Turn the entries below into a two-column CSV with the headers "request" and "answer", one row per request, putting each request's text and its answer in a single quoted field with line breaks replaced by spaces. Cover every entry and leave the pictures out.
### DATASET CONTENT ###
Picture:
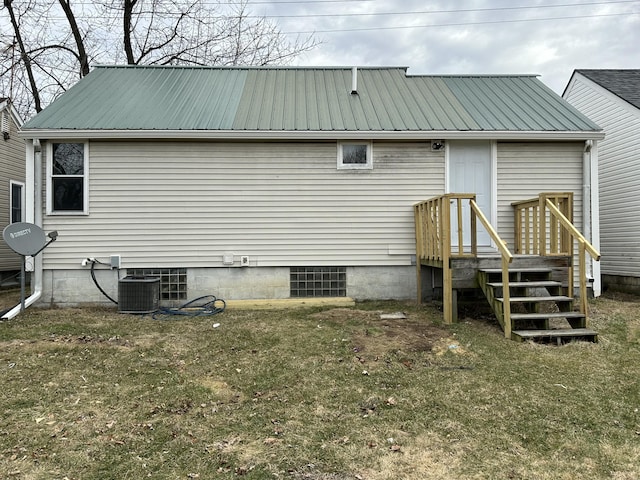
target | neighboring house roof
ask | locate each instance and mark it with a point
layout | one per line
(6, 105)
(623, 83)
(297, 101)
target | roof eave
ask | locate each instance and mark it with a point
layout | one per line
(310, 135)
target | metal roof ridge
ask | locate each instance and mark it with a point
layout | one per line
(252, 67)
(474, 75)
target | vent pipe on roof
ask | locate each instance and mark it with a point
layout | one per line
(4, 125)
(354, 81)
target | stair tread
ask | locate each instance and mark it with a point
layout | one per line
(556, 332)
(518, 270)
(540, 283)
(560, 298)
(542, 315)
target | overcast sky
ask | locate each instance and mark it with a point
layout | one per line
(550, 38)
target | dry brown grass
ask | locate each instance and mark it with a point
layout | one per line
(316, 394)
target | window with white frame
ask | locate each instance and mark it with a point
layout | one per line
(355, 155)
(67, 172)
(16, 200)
###
• _RESPONSE TO THIS TASK_:
request,answer
"Picture: target | neighboring house roof ask | locate each instance and mark it with a point layout | one per line","(6, 105) (623, 83) (297, 101)"
"target | roof eave ask | locate each instance and mark it with a point layout | one per line","(310, 135)"
"target | metal roof ridge ask | locate each instance and mark it with a point layout | one per line","(252, 67) (474, 75)"
"target | vent pipe on roof ask | locate each instance and mark it with a point layout | one per line","(4, 125) (354, 81)"
"target | stair tread ask | locate each instance and mark it with a point layout | one per line","(556, 332) (518, 270) (540, 283) (560, 298) (542, 315)"
"target | overcast sky ask | locate each instance and mark it with a point layout | one per line","(550, 38)"
"target | dry brown grass ask | locate each instance and mark it with a point layout | one per line","(316, 394)"
"target | window with white frame ask | locate each instance and mark it with a point layout | one per line","(355, 155) (67, 172) (16, 200)"